Saved entries
>> begin
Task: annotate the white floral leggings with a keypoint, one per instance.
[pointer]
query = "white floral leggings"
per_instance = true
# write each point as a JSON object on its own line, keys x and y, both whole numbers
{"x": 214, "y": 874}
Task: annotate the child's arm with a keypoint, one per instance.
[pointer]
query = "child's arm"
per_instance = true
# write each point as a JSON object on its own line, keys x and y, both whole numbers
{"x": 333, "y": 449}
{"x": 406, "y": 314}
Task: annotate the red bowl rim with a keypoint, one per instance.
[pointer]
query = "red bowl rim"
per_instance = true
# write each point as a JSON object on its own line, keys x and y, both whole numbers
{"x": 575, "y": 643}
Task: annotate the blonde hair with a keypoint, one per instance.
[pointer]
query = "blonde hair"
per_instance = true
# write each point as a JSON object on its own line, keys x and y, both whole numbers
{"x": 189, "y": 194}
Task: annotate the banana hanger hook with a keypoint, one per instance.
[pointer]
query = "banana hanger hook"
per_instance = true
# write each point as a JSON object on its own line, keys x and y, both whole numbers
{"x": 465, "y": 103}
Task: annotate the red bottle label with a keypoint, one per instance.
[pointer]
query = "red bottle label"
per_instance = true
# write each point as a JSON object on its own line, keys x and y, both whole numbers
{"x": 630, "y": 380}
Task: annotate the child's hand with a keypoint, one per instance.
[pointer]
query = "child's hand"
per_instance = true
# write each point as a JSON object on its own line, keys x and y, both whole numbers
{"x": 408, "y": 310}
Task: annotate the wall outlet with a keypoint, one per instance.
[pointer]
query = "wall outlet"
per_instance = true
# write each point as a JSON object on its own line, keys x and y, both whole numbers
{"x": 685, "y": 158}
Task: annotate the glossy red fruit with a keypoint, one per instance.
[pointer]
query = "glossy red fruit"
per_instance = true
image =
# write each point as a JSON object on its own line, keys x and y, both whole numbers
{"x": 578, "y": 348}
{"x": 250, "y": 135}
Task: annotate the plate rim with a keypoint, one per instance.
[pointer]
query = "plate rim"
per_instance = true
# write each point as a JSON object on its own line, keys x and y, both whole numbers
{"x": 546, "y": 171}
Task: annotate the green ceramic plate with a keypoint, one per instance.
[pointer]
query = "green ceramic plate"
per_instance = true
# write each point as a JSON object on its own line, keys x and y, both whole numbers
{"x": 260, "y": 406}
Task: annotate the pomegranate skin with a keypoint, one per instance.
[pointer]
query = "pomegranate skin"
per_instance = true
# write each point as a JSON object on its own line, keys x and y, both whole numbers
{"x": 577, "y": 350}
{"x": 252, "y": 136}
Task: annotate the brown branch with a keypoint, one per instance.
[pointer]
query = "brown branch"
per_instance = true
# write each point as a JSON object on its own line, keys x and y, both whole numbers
>> end
> _WRITTEN EXERCISE_:
Repeat the data verbatim.

> _ANSWER FOR THE TASK_:
Task: annotate the white floral leggings with a keypoint, one per instance.
[pointer]
query = "white floral leggings"
per_instance = true
# write each point as a JSON object on its own line, keys x and y, both whole numbers
{"x": 214, "y": 874}
Task: annotate the child's arm with a keypoint, one per instance.
[pointer]
query = "child's arm"
per_instance = true
# write each point as a JSON object on its own line, keys x and y, both whole numbers
{"x": 333, "y": 449}
{"x": 406, "y": 314}
Task: annotate the red bowl rim with a keypoint, one per instance.
[pointer]
query = "red bowl rim"
per_instance = true
# write each point as a JSON object on its own line, keys x and y, both whole numbers
{"x": 575, "y": 643}
Task: annotate the blonde hair with a keypoint, one per instance.
[pointer]
query = "blonde hair"
per_instance = true
# write each point as a JSON object on its own line, keys x and y, both whole numbers
{"x": 189, "y": 194}
Task: annotate the banana hanger hook with a keypoint, one per instance.
[pointer]
query = "banana hanger hook"
per_instance = true
# write each point as a JSON object on its own line, keys x and y, both whole numbers
{"x": 465, "y": 103}
Task: annotate the red bottle label with a keypoint, one per instance.
[pointer]
query = "red bottle label"
per_instance = true
# write each point as a JSON object on its own line, keys x and y, both whole numbers
{"x": 630, "y": 380}
Task: annotate the child's hand with a keypoint, one per instance.
[pointer]
query = "child's hand"
per_instance = true
# write each point as a JSON object on its own line, keys x and y, both whole numbers
{"x": 408, "y": 310}
Task: annotate the wall outlet with a keypoint, one per instance.
[pointer]
query = "wall outlet"
per_instance = true
# write each point as a JSON object on its own line, keys x and y, both whole numbers
{"x": 685, "y": 158}
Task: annotate the glossy red fruit with a keypoint, one per instance.
[pointer]
query = "glossy red fruit"
per_instance = true
image =
# write each point as a JSON object on its own line, keys x and y, both whole numbers
{"x": 578, "y": 348}
{"x": 250, "y": 135}
Task: annotate the plate rim with a keypoint, one per instance.
[pointer]
query = "plate rim"
per_instance = true
# write each point as a JSON object on its own line, keys x and y, both whole numbers
{"x": 546, "y": 171}
Task: annotate the green ceramic plate with a keypoint, one per instance.
[pointer]
query = "green ceramic plate"
per_instance = true
# write each point as a JSON object on its own line, keys x and y, both whole numbers
{"x": 260, "y": 406}
Task: annotate the pomegranate skin with a keypoint, one per instance.
[pointer]
query = "pomegranate skin"
per_instance = true
# write each point as a JSON object on its own line, keys x and y, both whole numbers
{"x": 577, "y": 350}
{"x": 252, "y": 136}
Task: annotate the brown branch with a keypoint, one per instance.
[pointer]
query = "brown branch"
per_instance = true
# write each point as a JSON object on its own line, keys x and y, both whole numbers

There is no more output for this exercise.